Directions: Return the lines below that carry the word "barrier".
*** Provided material Section Begins ***
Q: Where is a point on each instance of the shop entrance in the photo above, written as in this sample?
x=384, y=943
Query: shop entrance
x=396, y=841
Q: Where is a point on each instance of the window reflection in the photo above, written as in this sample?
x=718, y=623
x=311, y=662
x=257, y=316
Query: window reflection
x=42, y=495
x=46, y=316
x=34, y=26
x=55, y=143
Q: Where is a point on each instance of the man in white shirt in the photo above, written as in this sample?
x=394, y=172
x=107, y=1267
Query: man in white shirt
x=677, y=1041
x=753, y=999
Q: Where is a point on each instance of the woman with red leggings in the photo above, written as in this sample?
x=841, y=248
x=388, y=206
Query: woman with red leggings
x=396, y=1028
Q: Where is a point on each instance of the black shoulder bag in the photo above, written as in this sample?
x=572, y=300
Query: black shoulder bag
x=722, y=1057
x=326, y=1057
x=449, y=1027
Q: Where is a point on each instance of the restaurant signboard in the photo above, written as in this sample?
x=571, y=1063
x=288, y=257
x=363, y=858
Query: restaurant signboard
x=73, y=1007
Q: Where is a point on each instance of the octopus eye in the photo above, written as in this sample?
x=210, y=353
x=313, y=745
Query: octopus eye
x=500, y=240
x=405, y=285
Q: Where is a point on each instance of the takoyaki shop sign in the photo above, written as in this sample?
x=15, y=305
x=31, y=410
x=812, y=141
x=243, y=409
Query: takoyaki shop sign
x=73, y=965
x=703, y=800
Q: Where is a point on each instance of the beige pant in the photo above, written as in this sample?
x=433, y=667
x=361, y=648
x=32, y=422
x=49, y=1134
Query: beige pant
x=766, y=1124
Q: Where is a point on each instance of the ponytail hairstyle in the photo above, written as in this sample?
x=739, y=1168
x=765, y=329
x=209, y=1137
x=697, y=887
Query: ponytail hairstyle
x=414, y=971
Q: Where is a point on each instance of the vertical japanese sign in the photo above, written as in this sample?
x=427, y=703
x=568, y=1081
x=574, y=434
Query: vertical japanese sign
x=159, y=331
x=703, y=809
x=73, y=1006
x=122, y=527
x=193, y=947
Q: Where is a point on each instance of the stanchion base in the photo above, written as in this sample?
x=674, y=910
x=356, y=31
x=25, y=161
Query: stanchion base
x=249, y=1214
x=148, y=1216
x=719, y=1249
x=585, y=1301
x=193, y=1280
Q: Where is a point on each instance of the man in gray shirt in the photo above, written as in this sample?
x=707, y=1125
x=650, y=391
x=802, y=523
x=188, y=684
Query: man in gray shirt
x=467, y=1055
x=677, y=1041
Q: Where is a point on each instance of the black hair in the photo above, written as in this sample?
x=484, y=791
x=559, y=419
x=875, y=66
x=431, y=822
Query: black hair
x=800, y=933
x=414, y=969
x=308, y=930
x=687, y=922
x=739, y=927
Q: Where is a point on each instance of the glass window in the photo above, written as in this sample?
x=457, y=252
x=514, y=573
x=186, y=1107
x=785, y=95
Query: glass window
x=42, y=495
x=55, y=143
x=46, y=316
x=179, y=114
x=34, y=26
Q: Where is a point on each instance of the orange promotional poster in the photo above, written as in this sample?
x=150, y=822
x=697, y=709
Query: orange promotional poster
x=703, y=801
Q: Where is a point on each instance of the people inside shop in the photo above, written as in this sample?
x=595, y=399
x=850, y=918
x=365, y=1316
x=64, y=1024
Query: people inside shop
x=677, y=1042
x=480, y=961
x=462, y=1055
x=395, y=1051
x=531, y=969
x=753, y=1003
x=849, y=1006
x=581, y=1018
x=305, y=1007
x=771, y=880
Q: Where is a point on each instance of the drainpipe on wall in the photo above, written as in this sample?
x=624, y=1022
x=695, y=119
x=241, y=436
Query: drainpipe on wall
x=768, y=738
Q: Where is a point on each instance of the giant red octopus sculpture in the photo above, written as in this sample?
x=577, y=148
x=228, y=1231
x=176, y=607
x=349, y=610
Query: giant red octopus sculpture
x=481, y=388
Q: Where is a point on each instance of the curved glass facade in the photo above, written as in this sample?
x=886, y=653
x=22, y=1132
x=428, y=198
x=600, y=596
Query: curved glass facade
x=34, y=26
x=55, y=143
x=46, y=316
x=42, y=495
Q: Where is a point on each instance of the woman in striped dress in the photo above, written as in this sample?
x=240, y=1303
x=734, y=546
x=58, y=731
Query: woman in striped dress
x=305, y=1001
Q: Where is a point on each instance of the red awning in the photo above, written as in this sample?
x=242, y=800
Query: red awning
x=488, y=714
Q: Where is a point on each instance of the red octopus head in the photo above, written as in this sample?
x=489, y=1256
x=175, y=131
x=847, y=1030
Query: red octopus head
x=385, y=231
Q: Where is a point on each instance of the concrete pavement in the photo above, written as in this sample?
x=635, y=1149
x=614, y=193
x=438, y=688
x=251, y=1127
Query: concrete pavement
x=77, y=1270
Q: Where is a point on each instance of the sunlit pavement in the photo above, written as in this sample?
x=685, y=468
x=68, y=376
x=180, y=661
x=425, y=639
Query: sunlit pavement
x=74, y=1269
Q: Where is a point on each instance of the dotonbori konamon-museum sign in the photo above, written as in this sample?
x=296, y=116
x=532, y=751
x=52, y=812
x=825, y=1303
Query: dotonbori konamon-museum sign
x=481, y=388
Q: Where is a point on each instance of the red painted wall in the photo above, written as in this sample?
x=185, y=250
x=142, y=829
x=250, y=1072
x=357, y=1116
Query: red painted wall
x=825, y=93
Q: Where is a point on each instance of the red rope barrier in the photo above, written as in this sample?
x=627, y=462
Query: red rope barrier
*** Provided material Section Ends ***
Worked solution:
Q: Where is a point on each instance of the red rope barrier in the photo above, written as in this sample?
Query: red rope barrier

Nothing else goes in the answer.